▶ _DOCUMENT EXTRACT_
Speaking to MPs on the Commons health committee on Tuesday, Chris Whitty said there was a “low probability” one would be ready in time for the winter flu season.
On Monday scientists at the University of Oxford announced that preliminary results of a study into a vaccine they were developing showed it was safe and induces an immune reaction.
The “very positive news” was welcomed by Boris Johnson, who has said he hopes for a return to “significant” normality by the middle of November.
The prime minister said last week the remaining social restrictions could be lifted “possibly for Christmas”.
But Whitty sought to play down hopes that a vaccine could be in use before the end of the year.
“I want to be very clear, we are incredibly excited by and proud of what the UK has done leading the way on vaccine science,” he said.
“But no one would should be under any illusions. The chance of us getting a vaccine before Christmas that is actually highly effective are in my view very low.”
But Jonathan Van-Tam, England’s deputy chief medical officer, said he believed a faster timetable was possible.
“I am cautiously optimistic that we will have some vaccine this side of Christmas,” he told the committee.
“It is a utopian dream, it would be wonderful, if we one day we could have combined Covid-19 and flu vaccine in one syringe.”

▶ _SUPPLIED MATERIAL_
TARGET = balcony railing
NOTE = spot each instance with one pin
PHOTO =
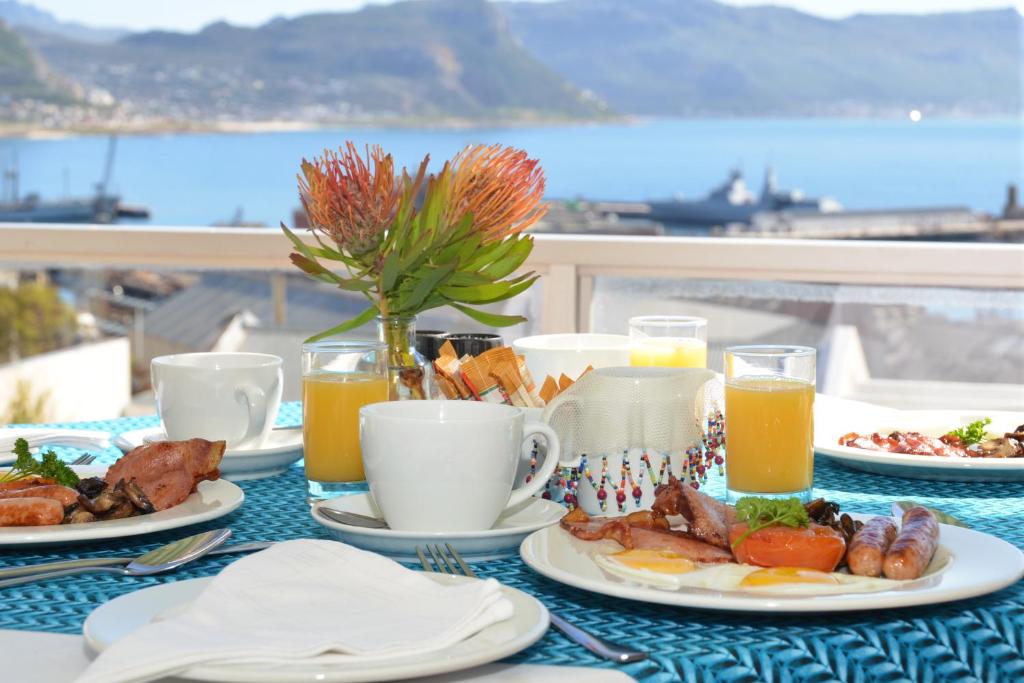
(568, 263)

* * *

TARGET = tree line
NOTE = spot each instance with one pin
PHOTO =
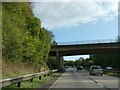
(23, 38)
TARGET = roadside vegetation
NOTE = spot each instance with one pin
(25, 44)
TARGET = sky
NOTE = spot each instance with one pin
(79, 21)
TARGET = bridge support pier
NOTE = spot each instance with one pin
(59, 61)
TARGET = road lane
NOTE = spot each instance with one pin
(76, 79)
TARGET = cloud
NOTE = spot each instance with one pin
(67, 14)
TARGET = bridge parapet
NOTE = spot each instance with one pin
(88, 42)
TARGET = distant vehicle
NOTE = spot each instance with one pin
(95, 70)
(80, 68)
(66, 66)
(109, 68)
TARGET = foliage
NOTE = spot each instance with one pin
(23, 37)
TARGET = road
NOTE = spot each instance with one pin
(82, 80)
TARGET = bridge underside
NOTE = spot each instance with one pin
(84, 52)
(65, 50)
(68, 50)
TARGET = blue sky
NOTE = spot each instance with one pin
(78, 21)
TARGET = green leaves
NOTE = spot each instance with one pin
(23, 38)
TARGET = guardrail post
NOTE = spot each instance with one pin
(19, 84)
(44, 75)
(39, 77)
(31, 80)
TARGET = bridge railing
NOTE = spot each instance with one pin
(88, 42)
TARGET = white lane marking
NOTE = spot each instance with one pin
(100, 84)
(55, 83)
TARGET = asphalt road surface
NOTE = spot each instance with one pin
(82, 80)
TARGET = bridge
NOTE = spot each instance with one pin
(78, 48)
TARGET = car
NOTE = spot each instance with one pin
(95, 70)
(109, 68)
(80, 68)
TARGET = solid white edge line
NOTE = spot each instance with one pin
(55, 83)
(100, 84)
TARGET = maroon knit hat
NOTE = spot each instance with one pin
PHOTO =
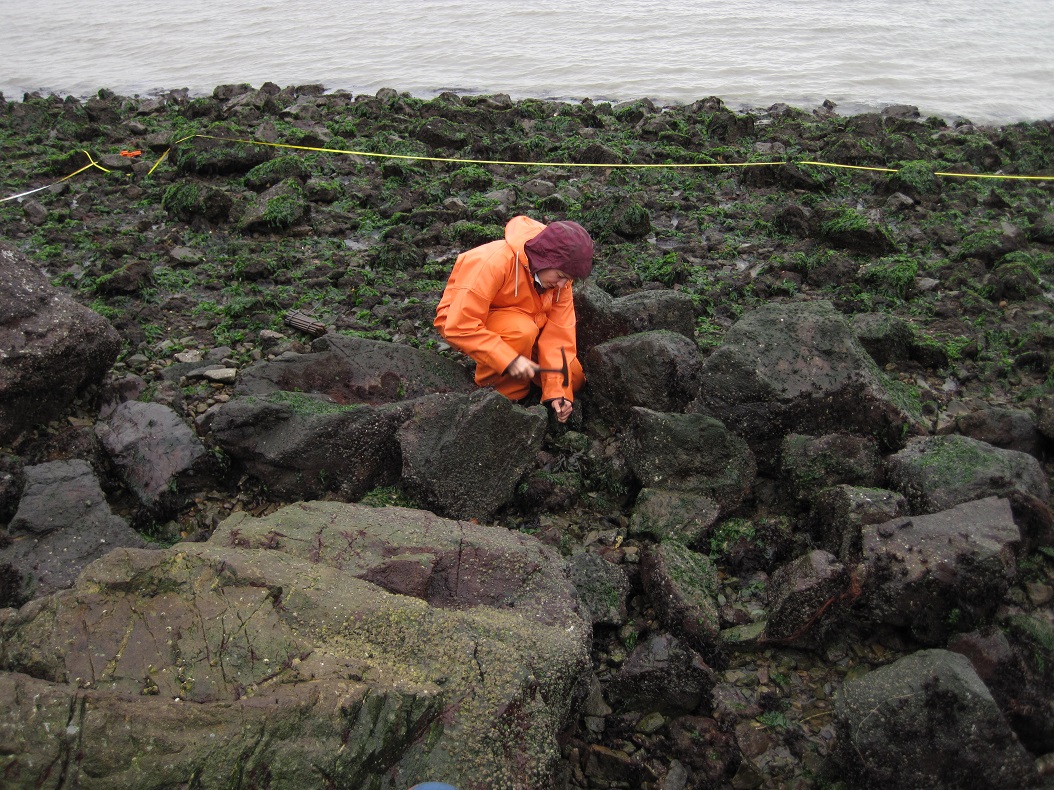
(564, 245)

==

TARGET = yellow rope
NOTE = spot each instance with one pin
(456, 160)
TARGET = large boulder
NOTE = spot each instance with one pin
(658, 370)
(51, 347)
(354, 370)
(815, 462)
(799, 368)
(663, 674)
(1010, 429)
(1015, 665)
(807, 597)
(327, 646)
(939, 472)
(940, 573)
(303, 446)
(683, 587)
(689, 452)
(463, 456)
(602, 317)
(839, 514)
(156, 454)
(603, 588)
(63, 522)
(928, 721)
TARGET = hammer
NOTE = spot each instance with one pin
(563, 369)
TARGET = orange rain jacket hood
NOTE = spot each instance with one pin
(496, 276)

▶ _ABOUT THIS EXERCISE_
Reproduce the news excerpt on Covid-19 vaccine timing word for word, from its first sentence to its last.

▶ _OUTPUT BELOW_
Speaking to MPs on the Commons health committee on Tuesday, Chris Whitty said there was a “low probability” one would be ready in time for the winter flu season.
On Monday scientists at the University of Oxford announced that preliminary results of a study into a vaccine they were developing showed it was safe and induces an immune reaction.
The “very positive news” was welcomed by Boris Johnson, who has said he hopes for a return to “significant” normality by the middle of November.
The prime minister said last week the remaining social restrictions could be lifted “possibly for Christmas”.
But Whitty sought to play down hopes that a vaccine could be in use before the end of the year.
“I want to be very clear, we are incredibly excited by and proud of what the UK has done leading the way on vaccine science,” he said.
“But no one would should be under any illusions. The chance of us getting a vaccine before Christmas that is actually highly effective are in my view very low.”
But Jonathan Van-Tam, England’s deputy chief medical officer, said he believed a faster timetable was possible.
“I am cautiously optimistic that we will have some vaccine this side of Christmas,” he told the committee.
“It is a utopian dream, it would be wonderful, if we one day we could have combined Covid-19 and flu vaccine in one syringe.”